--- START OF SELECTED EXTRACT ---

# New store? Hank's Aquarium.



## Harry Muscle (Mar 21, 2007)

Thought I'd share this ... came across this while on another forum:

http://www.shrimpnow.com/forums/showthread.php?threadid=5289

The place is called Hank's Aquarium. Get's a pretty good review from that guy.

Harry


----------



## trailblazer295 (Mar 7, 2010)

I think your thinking of Franks Aquarium.


----------



## Darkblade48 (Jan 28, 2008)

See this thread here:

http://gtaaquaria.com/forum/showthread.php?t=14205

It is a nearly identical copy and paste.

The only exception is that Frank was changed to "Hank". It should be Frank's Aquarium.

Edit: Ninja'ed.


----------



## Guest (May 4, 2010)

he got in trouble on shrimpnow for spam posting repetitively.

gotta love the posters who fail to actually look for threads that are ongoing and then post something they think is new.


----------



## Harry Muscle (Mar 21, 2007)

Ooops, I guess my good intentions were somewhat misplaced ... sorry about that 

Harry


----------



## CrystalMethShrimp (Apr 27, 2010)

h_s said:


> he got in trouble on shrimpnow for spam posting repetitively.
> 
> gotta love the posters who fail to actually look for threads that are ongoing and then post something they think is new.


gotta love us trouble making noobies ..

"hank" rather frank owns a great store and it deserves to be checked out if your going to be in the area..(for those who didn't know)


----------

--- END OF SELECTED EXTRACT ---

▶ _OBJECTIVE_
Answer these questions about the forum thread above:
1. According to Darkblade48, what is the correct name of the store?
2. According to the Guest post, what did someone get in trouble on shrimpnow for?
3. What does CrystalMethShrimp say the store deserves?

--- START OF DATA LISTING ---

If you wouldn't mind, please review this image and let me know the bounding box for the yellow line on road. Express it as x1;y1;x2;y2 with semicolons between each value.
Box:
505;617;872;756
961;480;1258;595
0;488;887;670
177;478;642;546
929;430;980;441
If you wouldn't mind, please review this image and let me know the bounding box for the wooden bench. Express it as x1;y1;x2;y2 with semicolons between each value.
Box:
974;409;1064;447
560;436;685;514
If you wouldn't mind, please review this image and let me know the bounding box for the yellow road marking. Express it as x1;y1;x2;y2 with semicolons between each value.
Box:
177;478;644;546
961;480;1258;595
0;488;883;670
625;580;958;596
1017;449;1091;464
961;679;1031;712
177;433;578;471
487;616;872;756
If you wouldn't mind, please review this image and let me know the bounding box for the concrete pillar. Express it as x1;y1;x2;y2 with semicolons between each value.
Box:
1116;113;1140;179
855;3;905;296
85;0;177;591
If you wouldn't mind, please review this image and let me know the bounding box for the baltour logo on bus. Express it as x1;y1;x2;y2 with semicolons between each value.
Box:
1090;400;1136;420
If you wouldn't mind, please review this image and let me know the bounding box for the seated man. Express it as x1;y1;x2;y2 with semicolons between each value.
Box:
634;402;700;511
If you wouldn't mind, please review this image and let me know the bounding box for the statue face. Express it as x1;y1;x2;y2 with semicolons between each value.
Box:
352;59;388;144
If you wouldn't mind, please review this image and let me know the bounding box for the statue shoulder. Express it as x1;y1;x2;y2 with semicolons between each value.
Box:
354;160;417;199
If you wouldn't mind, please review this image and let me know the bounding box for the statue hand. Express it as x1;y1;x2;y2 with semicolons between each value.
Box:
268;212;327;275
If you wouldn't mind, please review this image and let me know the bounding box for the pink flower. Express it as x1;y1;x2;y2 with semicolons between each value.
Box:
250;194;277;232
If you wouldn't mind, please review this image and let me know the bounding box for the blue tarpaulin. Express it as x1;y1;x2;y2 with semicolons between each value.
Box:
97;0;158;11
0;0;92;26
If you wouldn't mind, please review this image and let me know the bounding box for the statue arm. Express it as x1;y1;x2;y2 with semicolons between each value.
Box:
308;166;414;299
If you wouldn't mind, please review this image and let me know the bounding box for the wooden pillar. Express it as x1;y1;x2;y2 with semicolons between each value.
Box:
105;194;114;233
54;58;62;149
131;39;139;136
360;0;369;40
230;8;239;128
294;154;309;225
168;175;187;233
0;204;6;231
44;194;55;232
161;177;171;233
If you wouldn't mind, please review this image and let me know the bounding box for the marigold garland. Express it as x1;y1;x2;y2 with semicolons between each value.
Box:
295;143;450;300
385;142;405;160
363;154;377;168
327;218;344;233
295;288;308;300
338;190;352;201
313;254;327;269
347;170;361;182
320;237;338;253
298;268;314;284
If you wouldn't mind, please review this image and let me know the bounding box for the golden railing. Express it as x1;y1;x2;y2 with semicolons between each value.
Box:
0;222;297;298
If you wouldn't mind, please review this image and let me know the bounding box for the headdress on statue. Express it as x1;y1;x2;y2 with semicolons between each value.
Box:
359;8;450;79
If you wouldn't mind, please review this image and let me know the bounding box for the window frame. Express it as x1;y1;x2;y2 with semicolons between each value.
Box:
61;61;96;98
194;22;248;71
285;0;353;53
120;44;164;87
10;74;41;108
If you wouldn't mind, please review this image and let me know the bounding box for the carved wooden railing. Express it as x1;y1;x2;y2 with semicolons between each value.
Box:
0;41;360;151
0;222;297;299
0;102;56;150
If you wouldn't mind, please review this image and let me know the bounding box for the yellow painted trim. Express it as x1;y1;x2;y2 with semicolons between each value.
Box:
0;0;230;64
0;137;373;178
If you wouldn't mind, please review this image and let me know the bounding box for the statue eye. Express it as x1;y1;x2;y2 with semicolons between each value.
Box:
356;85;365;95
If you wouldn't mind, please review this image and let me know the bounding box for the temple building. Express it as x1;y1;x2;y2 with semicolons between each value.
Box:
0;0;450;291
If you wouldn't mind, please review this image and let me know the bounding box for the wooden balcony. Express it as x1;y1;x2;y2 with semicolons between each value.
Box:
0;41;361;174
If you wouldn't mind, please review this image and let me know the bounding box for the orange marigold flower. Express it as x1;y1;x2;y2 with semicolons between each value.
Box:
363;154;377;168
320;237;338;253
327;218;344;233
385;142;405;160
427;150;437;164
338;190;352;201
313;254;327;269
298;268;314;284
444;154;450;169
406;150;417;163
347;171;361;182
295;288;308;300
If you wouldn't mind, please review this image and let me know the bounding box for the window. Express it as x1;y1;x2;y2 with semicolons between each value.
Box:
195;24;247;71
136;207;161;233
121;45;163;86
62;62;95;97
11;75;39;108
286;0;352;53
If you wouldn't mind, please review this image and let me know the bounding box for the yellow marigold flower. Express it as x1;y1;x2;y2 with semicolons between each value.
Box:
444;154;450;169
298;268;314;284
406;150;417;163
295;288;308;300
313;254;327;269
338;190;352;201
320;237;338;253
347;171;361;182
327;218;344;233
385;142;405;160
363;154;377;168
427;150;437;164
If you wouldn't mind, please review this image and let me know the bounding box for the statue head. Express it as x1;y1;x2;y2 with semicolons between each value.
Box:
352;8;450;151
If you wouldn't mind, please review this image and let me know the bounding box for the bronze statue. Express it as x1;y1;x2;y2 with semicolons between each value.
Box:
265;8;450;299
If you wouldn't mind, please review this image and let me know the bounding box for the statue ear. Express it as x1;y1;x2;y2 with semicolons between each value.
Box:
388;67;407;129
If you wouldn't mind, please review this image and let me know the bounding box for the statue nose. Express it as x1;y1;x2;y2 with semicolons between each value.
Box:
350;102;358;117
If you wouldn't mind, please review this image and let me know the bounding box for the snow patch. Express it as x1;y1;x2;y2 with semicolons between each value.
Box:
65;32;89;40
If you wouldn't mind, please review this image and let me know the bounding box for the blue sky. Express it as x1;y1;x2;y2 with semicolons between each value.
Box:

--- END OF DATA LISTING ---

▶ _SOLUTION TO THIS PROBLEM_
1. Frank's Aquarium.
2. Spam posting repetitively.
3. To be checked out by anyone going to be in the area.